- [What is expected]
Print, without any changes, the part of the text on the Free State Project and public health that opens with "--Ah, but the" and closes with "is paying them?".

- [Text provided]
= = = = = = =

And what about public health?
If an agent from the federal government shows up at a man's private farm and says he wants to test his cows for Mad Cow Disease, would the FSP be opposed to that heavy hand of government? 
--Yes. The market would close that man down if his cows had Mad Cow disease.
--Ah, but the disease does not show up for 15 years in human beings who eat that meat, the market is too slow. That cow is out of the barn. 
--Well, private companies could certify the meat free of Mad Cow disease. 
-- But that's like Moody's and all those private companies rating stocks--they were motivated by profit to rate stocks highly, for fear of losing the business of the companies they were rating. What company paid by the farmer would find the disease in the cattle of the man who is paying them?

What about thalidomide? 
The FSP hates that heavy handed agency of the Federal government which harasses drug companies.  Had there been no FDA unsuspecting American mothers would have been swallowing thalidomide and giving birth to thousands of babies who had no arms or legs, as happened in England. Would the FSP think that's just fine?
Better than laying the heavy hand of government on the drug companies?

And what of the polio vaccine? 
Many FSP people oppose requiring polio vaccination (or any vaccination, measles, mump, tetanus) for kids to attend public schools. Again the right of the individual to place the group at threat.
Government requiring the individual to not be a threat to others or a burden to others.
Many also oppose requirements for health insurance as a government intrusion into their lives.
If we had an Ebola outbreak in New Hampshire and vaccine to prevent it, would you oppose mandatory vaccinations, knowing those who refused vaccination could pose a threat to the entire population by getting and spreading Ebola?
Blank stares in response and much blinking.
Back in the 1940's and 1950's every child and parent knew about and feared the yearly epidemics of polio--would you want to return to that?
FSP answer: It's up to the individual to assess risks for himself.

We went back and forth about all this and I understood the FSP stance, or rather, their variety of stances, always coming from the point of no government, and I understood it is no more monolithic than the Catholic population of America.  The pope would forbid contraceptives, but American Catholics use them anyway. They reject parts of the orthodoxy but still consider themselves Catholics. So it is with the Free Staters who disagree with some dogma and embrace other parts of it.

They are not "ridiculous," although as is true of many absolutists, their absolutism gets them into precarious intellectual positions.
Even the American Civil Liberty Union accolyte gets hung up on his absolute belief in free speech when Oliver Wendell Holmes asks, "But do you have the right to shout 'Fire!' in a crowded theater when there is no fire?" 
Small government guru. Worked for him. Owned slaves. Except for the Louisana Purchase

The microphone lady kept going on ominously about the 20,000 FSP subversives who have moved in to the state to seize control.

= = = = = = =

- [Dataset excerpts]

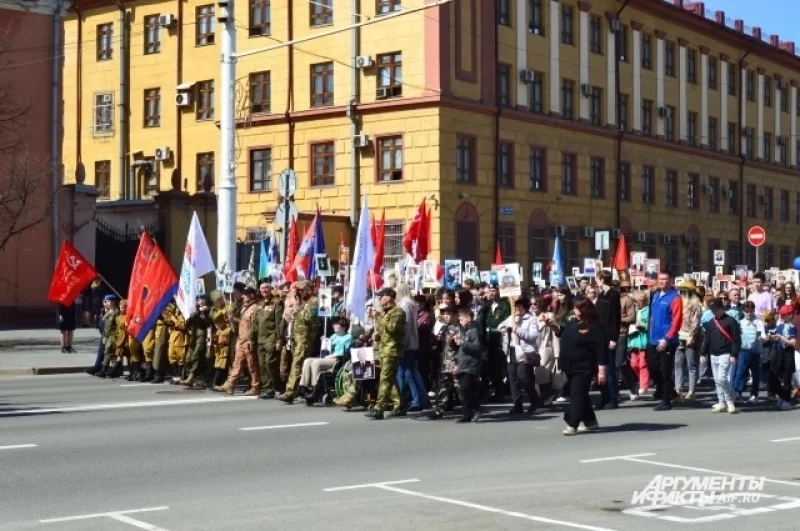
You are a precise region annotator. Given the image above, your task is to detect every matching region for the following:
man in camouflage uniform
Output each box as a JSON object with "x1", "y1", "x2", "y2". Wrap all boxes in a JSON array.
[
  {"x1": 278, "y1": 281, "x2": 317, "y2": 404},
  {"x1": 367, "y1": 288, "x2": 406, "y2": 420},
  {"x1": 97, "y1": 295, "x2": 119, "y2": 378},
  {"x1": 251, "y1": 280, "x2": 285, "y2": 400}
]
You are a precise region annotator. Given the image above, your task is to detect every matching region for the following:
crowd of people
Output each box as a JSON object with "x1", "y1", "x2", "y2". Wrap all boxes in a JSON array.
[{"x1": 76, "y1": 271, "x2": 800, "y2": 435}]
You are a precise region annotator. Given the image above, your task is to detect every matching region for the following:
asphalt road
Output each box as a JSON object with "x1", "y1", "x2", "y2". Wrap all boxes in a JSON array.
[{"x1": 0, "y1": 375, "x2": 800, "y2": 531}]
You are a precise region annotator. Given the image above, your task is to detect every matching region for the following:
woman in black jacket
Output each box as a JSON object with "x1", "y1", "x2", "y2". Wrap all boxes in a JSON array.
[{"x1": 547, "y1": 299, "x2": 608, "y2": 435}]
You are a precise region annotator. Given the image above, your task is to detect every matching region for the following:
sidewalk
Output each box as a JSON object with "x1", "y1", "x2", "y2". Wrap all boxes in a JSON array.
[{"x1": 0, "y1": 328, "x2": 100, "y2": 377}]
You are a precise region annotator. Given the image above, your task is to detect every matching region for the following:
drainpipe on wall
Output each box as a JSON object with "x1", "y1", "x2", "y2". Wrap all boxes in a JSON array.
[{"x1": 347, "y1": 0, "x2": 361, "y2": 231}]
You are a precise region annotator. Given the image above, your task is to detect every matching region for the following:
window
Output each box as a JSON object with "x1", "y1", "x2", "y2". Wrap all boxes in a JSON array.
[
  {"x1": 779, "y1": 190, "x2": 789, "y2": 223},
  {"x1": 496, "y1": 0, "x2": 511, "y2": 26},
  {"x1": 589, "y1": 87, "x2": 603, "y2": 125},
  {"x1": 686, "y1": 49, "x2": 697, "y2": 84},
  {"x1": 664, "y1": 170, "x2": 678, "y2": 207},
  {"x1": 664, "y1": 105, "x2": 675, "y2": 142},
  {"x1": 614, "y1": 26, "x2": 628, "y2": 63},
  {"x1": 250, "y1": 72, "x2": 272, "y2": 114},
  {"x1": 745, "y1": 184, "x2": 756, "y2": 218},
  {"x1": 94, "y1": 160, "x2": 111, "y2": 199},
  {"x1": 764, "y1": 76, "x2": 772, "y2": 107},
  {"x1": 197, "y1": 80, "x2": 214, "y2": 120},
  {"x1": 708, "y1": 177, "x2": 719, "y2": 214},
  {"x1": 708, "y1": 117, "x2": 719, "y2": 151},
  {"x1": 728, "y1": 63, "x2": 736, "y2": 96},
  {"x1": 195, "y1": 152, "x2": 214, "y2": 192},
  {"x1": 589, "y1": 157, "x2": 606, "y2": 198},
  {"x1": 92, "y1": 92, "x2": 114, "y2": 133},
  {"x1": 619, "y1": 162, "x2": 631, "y2": 201},
  {"x1": 589, "y1": 15, "x2": 603, "y2": 53},
  {"x1": 708, "y1": 57, "x2": 717, "y2": 90},
  {"x1": 561, "y1": 153, "x2": 578, "y2": 195},
  {"x1": 530, "y1": 0, "x2": 544, "y2": 35},
  {"x1": 561, "y1": 4, "x2": 575, "y2": 44},
  {"x1": 250, "y1": 148, "x2": 272, "y2": 192},
  {"x1": 686, "y1": 112, "x2": 697, "y2": 146},
  {"x1": 311, "y1": 62, "x2": 333, "y2": 107},
  {"x1": 497, "y1": 223, "x2": 517, "y2": 263},
  {"x1": 561, "y1": 79, "x2": 575, "y2": 120},
  {"x1": 378, "y1": 52, "x2": 403, "y2": 96},
  {"x1": 642, "y1": 33, "x2": 653, "y2": 70},
  {"x1": 97, "y1": 24, "x2": 114, "y2": 61},
  {"x1": 311, "y1": 142, "x2": 336, "y2": 186},
  {"x1": 761, "y1": 186, "x2": 774, "y2": 220},
  {"x1": 197, "y1": 5, "x2": 216, "y2": 46},
  {"x1": 308, "y1": 0, "x2": 333, "y2": 26},
  {"x1": 642, "y1": 166, "x2": 656, "y2": 205},
  {"x1": 728, "y1": 122, "x2": 738, "y2": 155},
  {"x1": 664, "y1": 41, "x2": 675, "y2": 77},
  {"x1": 686, "y1": 173, "x2": 700, "y2": 210},
  {"x1": 375, "y1": 0, "x2": 402, "y2": 14},
  {"x1": 529, "y1": 147, "x2": 547, "y2": 192},
  {"x1": 497, "y1": 63, "x2": 511, "y2": 107},
  {"x1": 456, "y1": 135, "x2": 476, "y2": 184},
  {"x1": 144, "y1": 89, "x2": 161, "y2": 127},
  {"x1": 378, "y1": 135, "x2": 403, "y2": 182},
  {"x1": 617, "y1": 94, "x2": 628, "y2": 131},
  {"x1": 529, "y1": 72, "x2": 544, "y2": 112},
  {"x1": 249, "y1": 0, "x2": 270, "y2": 37},
  {"x1": 144, "y1": 15, "x2": 161, "y2": 54},
  {"x1": 497, "y1": 142, "x2": 514, "y2": 188},
  {"x1": 642, "y1": 100, "x2": 653, "y2": 135}
]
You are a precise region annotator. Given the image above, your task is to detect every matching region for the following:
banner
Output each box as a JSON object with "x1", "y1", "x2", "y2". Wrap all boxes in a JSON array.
[{"x1": 47, "y1": 241, "x2": 97, "y2": 306}]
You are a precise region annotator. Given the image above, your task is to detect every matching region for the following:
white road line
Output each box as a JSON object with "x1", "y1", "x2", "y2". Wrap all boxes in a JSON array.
[
  {"x1": 581, "y1": 454, "x2": 656, "y2": 463},
  {"x1": 322, "y1": 479, "x2": 419, "y2": 492},
  {"x1": 39, "y1": 506, "x2": 169, "y2": 524},
  {"x1": 0, "y1": 444, "x2": 39, "y2": 450},
  {"x1": 0, "y1": 396, "x2": 258, "y2": 417},
  {"x1": 239, "y1": 422, "x2": 330, "y2": 431},
  {"x1": 376, "y1": 484, "x2": 613, "y2": 531}
]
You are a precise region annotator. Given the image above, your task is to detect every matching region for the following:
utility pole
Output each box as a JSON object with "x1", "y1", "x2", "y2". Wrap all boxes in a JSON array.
[{"x1": 216, "y1": 0, "x2": 236, "y2": 280}]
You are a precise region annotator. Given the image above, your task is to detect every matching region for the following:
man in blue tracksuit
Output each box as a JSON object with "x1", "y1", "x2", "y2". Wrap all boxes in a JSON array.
[{"x1": 647, "y1": 270, "x2": 683, "y2": 411}]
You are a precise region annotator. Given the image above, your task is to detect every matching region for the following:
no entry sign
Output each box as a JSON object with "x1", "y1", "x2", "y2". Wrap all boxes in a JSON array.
[{"x1": 747, "y1": 225, "x2": 767, "y2": 247}]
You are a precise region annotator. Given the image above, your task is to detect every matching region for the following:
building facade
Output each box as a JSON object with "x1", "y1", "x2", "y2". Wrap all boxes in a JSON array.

= = = = = = =

- [The answer]
--Ah, but the disease does not show up for 15 years in human beings who eat that meat, the market is too slow. That cow is out of the barn. 
--Well, private companies could certify the meat free of Mad Cow disease. 
-- But that's like Moody's and all those private companies rating stocks--they were motivated by profit to rate stocks highly, for fear of losing the business of the companies they were rating. What company paid by the farmer would find the disease in the cattle of the man who is paying them?